As the drama reaches its climax the President is urged to repent and accept Jesus (though it is unclear what he is guilty of other than naiveté) by Buck and his companions. He then decides that to save the world, he must destroy Nicolae. He goes to Nicolae's headquarters (he has taken over the United Nations to serve his interests) and detonates a bomb that kills himself and Nicolae, the Anti-Christ.

The cinematic quality of the "Left Behind" franchise has improved with each film, and more explosions, violence and a somewhat convoluted plot up the ante as they strive to make sense to a contemporary audience.

But the simplistic way the films have the characters, especially Buck, explicitly preach conversion to Christ (and the audience) as a one-time event and the possession of a Bible as a kind of miraculous shield, make it difficult to take the films seriously. Despite Kirk Cameron's appeal to his television fans from the '80s and '90s, the real star in all three films is Gordon Currie as the slimy, cool, Russian-accented devil Nicolae, or the Anti-Christ.

It is difficult to pin down the politics of the "Left Behind" films, but having the Anti-Christ/Nicolae take over the United Nations seems to be a determination that the usefulness of this organization founded after World War II, is finished. I was particularly disturbed, however, by President Fitzhugh in this newest film, solving the problem of the Anti-Christ by becoming in actuality a suicide bomber.

The theology of the films is decidedly based on this literal interpretation of certain passages in the Bible (especially Daniel and 1 Thessalonians) referring to what is known as "the rapture." This scriptural theory is played out very clearly in the "Left Behind" series: as the end times unfold, those who are taken up to heaven in an instant are the ones who have professed faith in Jesus Christ. Those who are left behind must profess their faith in Jesus in the post-rapture times. They have seven years to do so before the Second Coming of Jesus.
━━━━━━━━━━━━━━━━━━━━━━━━━━━━━━
» **WHAT IS BEING ASKED**
Answer these questions using the passage on the "Left Behind" films:
1. How does the President kill Nicolae?
2. Which actor plays Nicolae?
3. How many years do those left behind have to profess their faith before the Second Coming?

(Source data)
━━━━━━━━━━━━━━━━━━━━━━━━━━━━━━
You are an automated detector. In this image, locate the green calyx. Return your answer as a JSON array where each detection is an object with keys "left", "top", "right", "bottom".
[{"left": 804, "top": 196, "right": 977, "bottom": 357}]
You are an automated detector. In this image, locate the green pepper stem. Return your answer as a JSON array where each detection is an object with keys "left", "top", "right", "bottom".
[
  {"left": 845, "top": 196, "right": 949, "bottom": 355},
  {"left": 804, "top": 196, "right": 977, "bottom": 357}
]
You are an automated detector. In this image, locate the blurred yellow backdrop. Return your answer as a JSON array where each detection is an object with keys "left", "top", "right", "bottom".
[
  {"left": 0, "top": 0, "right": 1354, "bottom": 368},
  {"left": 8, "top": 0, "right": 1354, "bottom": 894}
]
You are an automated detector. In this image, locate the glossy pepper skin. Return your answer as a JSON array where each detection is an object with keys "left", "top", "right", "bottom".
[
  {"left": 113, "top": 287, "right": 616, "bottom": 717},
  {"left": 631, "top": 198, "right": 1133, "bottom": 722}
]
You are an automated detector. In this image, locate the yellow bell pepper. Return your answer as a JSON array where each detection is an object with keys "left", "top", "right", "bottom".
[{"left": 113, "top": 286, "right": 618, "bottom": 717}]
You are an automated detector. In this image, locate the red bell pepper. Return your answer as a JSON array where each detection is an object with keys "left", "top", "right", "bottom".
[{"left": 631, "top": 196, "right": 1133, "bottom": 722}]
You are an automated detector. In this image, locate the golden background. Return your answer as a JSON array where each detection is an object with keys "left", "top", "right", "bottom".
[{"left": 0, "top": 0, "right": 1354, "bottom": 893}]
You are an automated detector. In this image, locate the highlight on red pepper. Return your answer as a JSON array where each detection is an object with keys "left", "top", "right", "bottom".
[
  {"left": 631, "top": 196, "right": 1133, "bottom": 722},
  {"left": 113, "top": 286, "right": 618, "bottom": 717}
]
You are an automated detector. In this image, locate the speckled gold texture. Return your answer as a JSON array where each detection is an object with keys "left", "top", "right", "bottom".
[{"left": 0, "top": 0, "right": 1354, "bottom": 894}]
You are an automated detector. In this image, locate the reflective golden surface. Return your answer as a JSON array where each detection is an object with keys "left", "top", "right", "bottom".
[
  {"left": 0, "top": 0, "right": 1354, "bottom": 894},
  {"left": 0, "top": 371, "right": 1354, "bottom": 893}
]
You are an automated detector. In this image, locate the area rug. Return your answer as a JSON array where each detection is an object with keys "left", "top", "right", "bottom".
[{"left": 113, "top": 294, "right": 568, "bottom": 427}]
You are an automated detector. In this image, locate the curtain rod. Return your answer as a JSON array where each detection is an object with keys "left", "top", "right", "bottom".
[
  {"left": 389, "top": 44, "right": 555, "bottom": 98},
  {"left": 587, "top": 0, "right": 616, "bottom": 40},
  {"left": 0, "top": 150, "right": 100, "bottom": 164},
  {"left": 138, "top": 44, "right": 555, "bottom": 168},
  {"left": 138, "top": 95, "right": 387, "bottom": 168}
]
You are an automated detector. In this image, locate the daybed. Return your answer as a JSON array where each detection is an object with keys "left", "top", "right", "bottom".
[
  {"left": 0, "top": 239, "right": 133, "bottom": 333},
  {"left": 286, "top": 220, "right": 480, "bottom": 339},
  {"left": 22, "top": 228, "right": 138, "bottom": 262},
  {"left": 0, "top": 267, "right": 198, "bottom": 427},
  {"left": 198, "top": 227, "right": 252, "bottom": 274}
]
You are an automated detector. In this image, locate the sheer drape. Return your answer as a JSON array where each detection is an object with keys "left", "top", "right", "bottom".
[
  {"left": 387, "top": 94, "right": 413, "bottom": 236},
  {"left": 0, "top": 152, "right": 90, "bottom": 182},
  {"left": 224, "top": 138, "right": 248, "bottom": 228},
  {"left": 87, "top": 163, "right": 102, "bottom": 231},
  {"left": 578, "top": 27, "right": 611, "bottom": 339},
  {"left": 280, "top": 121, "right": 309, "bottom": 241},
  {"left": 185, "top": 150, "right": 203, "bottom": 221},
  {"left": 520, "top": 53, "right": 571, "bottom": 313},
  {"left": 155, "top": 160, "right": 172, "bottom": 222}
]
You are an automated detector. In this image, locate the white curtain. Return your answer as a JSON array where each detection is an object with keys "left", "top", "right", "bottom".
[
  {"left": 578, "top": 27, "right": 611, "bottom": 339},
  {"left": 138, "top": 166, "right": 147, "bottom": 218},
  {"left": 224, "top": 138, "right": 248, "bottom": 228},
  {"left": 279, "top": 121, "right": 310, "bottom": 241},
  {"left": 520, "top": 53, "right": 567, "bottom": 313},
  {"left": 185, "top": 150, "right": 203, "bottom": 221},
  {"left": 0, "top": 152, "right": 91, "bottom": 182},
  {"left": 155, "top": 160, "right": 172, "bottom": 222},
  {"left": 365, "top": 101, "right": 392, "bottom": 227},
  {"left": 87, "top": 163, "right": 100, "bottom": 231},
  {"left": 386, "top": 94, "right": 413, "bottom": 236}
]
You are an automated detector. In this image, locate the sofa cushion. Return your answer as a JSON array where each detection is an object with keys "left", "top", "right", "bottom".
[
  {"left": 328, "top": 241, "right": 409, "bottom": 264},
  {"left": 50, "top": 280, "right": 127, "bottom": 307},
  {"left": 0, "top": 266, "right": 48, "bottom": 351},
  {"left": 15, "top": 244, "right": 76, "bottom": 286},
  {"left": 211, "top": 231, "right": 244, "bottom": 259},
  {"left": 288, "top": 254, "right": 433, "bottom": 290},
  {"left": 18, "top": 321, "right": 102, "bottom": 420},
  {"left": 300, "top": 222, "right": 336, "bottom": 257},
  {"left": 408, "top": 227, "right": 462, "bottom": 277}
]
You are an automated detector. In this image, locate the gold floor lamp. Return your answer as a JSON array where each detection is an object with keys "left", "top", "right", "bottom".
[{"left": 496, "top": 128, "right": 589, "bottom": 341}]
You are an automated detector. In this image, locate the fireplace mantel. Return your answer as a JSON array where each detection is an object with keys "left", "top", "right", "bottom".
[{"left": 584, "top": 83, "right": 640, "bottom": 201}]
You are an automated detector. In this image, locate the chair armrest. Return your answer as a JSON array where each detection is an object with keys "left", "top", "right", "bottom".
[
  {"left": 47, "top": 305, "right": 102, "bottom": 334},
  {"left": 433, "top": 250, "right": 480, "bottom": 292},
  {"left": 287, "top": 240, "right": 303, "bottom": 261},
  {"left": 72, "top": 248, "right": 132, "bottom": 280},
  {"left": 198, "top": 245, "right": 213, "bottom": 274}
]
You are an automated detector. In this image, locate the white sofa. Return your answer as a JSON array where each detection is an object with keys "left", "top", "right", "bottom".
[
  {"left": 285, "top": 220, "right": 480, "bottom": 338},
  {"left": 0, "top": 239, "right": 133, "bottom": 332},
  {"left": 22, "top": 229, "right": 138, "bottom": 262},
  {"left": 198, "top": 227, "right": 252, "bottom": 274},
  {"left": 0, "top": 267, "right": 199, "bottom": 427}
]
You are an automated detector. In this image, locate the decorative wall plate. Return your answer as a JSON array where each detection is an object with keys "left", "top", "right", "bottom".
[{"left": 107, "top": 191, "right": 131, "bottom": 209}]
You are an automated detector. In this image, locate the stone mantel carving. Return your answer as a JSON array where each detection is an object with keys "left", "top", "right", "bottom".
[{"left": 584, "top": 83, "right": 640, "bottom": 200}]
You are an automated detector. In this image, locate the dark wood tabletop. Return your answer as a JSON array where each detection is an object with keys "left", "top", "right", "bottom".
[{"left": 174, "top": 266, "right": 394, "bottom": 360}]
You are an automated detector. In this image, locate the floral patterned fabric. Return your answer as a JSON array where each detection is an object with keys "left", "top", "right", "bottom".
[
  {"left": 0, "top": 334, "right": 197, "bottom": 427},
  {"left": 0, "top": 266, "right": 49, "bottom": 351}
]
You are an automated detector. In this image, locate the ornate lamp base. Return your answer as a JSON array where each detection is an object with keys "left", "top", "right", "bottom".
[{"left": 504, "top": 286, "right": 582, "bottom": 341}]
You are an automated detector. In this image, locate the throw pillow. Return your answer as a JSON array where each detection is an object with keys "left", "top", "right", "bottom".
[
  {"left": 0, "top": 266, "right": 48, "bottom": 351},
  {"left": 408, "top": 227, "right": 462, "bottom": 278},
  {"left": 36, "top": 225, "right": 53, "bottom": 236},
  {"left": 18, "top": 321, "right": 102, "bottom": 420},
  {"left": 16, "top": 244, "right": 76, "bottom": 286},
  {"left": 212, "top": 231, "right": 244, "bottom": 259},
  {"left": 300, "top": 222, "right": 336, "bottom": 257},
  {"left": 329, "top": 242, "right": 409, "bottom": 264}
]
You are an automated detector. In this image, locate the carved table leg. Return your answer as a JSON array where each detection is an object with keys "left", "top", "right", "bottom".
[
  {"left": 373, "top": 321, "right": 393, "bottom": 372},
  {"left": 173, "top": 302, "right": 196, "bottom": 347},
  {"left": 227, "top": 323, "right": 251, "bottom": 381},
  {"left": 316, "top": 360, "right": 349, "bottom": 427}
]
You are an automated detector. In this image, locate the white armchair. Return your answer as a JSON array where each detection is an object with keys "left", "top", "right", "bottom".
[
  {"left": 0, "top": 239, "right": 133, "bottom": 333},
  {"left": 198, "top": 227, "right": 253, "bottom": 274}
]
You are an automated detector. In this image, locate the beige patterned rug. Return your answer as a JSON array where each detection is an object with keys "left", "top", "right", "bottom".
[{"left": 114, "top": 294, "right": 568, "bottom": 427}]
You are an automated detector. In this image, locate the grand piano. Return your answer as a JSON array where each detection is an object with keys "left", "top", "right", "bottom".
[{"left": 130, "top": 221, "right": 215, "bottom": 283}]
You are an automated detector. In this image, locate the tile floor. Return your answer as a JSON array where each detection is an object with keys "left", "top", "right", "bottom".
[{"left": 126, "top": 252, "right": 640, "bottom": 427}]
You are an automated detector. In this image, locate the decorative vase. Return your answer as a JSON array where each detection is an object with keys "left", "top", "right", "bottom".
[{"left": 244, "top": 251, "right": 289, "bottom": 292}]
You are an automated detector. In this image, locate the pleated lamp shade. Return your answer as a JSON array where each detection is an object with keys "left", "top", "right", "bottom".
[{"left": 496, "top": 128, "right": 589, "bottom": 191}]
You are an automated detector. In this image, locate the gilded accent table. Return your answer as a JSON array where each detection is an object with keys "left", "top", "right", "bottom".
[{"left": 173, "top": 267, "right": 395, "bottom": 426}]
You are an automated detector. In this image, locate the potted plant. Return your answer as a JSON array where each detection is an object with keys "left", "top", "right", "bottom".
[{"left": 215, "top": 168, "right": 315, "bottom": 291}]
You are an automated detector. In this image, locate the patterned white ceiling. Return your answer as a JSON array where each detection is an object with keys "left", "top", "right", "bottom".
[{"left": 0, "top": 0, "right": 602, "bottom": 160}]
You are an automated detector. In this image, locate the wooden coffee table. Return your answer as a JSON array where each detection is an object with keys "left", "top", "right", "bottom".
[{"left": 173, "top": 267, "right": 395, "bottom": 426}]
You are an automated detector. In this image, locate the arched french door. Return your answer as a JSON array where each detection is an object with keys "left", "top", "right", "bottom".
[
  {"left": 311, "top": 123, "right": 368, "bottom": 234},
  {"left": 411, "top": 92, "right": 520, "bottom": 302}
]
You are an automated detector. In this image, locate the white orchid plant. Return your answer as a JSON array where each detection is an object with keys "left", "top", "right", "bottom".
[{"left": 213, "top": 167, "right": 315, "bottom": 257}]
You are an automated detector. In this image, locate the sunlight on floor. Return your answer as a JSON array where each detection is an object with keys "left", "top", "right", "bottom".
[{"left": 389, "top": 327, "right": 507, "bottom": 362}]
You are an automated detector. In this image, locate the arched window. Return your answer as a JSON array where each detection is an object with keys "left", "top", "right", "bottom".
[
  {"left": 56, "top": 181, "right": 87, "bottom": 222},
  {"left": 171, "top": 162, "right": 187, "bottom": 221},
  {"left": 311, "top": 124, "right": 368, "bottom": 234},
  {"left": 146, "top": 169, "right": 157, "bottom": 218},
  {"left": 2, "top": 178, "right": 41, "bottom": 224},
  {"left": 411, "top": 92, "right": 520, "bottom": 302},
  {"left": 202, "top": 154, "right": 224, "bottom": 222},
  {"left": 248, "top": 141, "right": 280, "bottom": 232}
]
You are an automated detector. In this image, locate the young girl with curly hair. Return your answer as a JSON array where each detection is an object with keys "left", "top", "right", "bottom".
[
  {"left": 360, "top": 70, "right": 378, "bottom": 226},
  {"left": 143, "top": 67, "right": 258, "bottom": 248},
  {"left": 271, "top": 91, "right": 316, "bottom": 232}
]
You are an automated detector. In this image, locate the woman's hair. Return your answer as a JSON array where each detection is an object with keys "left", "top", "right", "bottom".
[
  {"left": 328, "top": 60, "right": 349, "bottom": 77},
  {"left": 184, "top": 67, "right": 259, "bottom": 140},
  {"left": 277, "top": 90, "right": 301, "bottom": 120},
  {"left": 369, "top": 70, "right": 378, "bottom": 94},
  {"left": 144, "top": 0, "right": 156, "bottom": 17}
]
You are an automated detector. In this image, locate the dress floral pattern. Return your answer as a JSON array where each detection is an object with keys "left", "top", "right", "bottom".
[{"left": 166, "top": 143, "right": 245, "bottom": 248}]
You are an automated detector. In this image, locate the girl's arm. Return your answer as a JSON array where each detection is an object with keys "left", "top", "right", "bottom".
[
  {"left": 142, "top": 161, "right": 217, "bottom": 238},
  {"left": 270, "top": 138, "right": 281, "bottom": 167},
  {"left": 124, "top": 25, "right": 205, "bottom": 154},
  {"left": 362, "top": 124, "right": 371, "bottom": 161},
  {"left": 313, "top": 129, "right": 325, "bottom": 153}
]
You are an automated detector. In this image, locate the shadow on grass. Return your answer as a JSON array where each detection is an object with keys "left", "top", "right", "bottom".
━━━━━━━━━━━━━━━━━━━━━━━━━━━━━━
» **CORRECT RESPONSE**
1. He goes to Nicolae's headquarters and detonates a bomb that kills both himself and Nicolae.
2. Gordon Currie.
3. Seven years.